> QUOTED TEXT

This desire to find represenations that reduce the dimensionality led me to a class of neural networks known as autoencoders. Through the magic of deep learning, we can perform this dimensionality reduction by training of thousands of game of life configurations that are naturally evolved from random seeds. The autoencoder simultaneously trains both an encoder and a decoder. The encoder takes the 900 dimensional game of life image and outputs a much lower dimensional latent vector. The decoder takes the low dimensional latent vector and tries to recreate the original game of life board. The training process seeks to minimize the difference between the original board and the regenerated board that has low dimensional information bottleneck. I found for this instance, the smallest latent vector that is a power of 2 is 32 dimensions.
Note the autoencoder is trained to generate binary black and white images. It does not have access to color information. The autoencoder code is forked from BAVE-tf, with custom convolutional and dense layers designed for the game of life by me. See BAVE-tf for source code. I used my introductory $300 of Google Cloud Compute credits to train some of these models. After burning through my credits, I invested in a entry level Nvidia GPU for training.
For autoencoders that can generate music, I used a pre-trained model from Google’s Project Magenta. These pre-trained models are especially helpful because they are trained on high quality data with computational resources that I can only drool at. The researchers here trained autoencoders that can represent 2 bar melodies or drumlines.
Using these two autoencoders, I can then translate game of life boards into musical beats or melodies by leveraging an interesting property of autoencoders, namely, points close to each other in the lower dimensional latent space are also close to each other in the higher dimeensional space. Due to this characteristic, I can captures the relative movement in game of life space and translate that into a similar movement in the music space, giving an dynamic to the music generation that is “inspired” by the evolving game. I do this by connecting the trained encoder of the game of life board to the trained decoder for music generation at the latent space. Because the dimensionalities of the latent spaces for the music autoencoders are much larger, I pick a random 32 dimensional subspace for the much larger (size 128 or 256) space and a random starting point before starting the game. For each iteration of the game of life, I calculate how much deviation occurred in the game of life latent space, and translate an equal amount in the music latent space via the predefine subspace. Using pygame and its built in midi player, I can run this on my laptop before running it through the LED board.
Although with much effort, I was able to get Tensorflow to run on a Raspberry Pi 3, it doe not offer nearly enough memory or computational speed to perform inference with these autoencoder models in real-time. As a result, I built a way to stream the game of life and music generation from my laptop to the Raspberry Pi using UDP streaming. Here is a video of the game of life playing the Project Magenta’s trained drumsets.
Although interesting, the results only begs for further development. I am always looking for ideas on this front :)

> RECORDS FOR THE TASK
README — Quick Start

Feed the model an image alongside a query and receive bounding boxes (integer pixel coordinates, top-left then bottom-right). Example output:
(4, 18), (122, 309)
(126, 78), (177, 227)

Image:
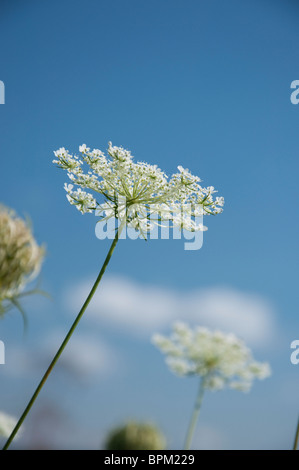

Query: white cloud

(5, 330), (123, 379)
(44, 332), (119, 378)
(66, 276), (277, 346)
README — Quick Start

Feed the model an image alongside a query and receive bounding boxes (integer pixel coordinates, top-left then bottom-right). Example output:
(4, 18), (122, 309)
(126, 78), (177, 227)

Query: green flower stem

(2, 223), (124, 450)
(184, 379), (205, 450)
(293, 418), (299, 450)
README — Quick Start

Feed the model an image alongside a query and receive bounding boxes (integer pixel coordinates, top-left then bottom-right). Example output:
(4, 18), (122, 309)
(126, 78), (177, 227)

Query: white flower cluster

(53, 142), (224, 234)
(152, 323), (271, 391)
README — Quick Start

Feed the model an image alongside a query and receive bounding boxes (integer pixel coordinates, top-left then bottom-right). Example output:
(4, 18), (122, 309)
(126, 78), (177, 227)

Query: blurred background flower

(105, 421), (166, 450)
(0, 205), (44, 316)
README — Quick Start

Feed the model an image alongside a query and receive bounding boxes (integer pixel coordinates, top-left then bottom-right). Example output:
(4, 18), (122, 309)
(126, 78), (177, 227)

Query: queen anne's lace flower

(53, 142), (224, 235)
(153, 323), (271, 391)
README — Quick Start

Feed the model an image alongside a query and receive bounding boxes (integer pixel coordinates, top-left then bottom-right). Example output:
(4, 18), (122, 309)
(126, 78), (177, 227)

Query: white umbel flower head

(53, 142), (224, 235)
(152, 323), (271, 391)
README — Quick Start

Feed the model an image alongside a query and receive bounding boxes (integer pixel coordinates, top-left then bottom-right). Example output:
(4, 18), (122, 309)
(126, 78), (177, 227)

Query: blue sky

(0, 0), (299, 449)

> CHALLENGES
[a] Copy the part of the autoencoder text that begins at the words "Note the autoencoder" and stops after the words "GPU for training.".
[b] How many lines in the rows contain the string "white"? Reply with the number only.

> TASK SOLUTIONS
[a]
Note the autoencoder is trained to generate binary black and white images. It does not have access to color information. The autoencoder code is forked from BAVE-tf, with custom convolutional and dense layers designed for the game of life by me. See BAVE-tf for source code. I used my introductory $300 of Google Cloud Compute credits to train some of these models. After burning through my credits, I invested in a entry level Nvidia GPU for training.

[b] 3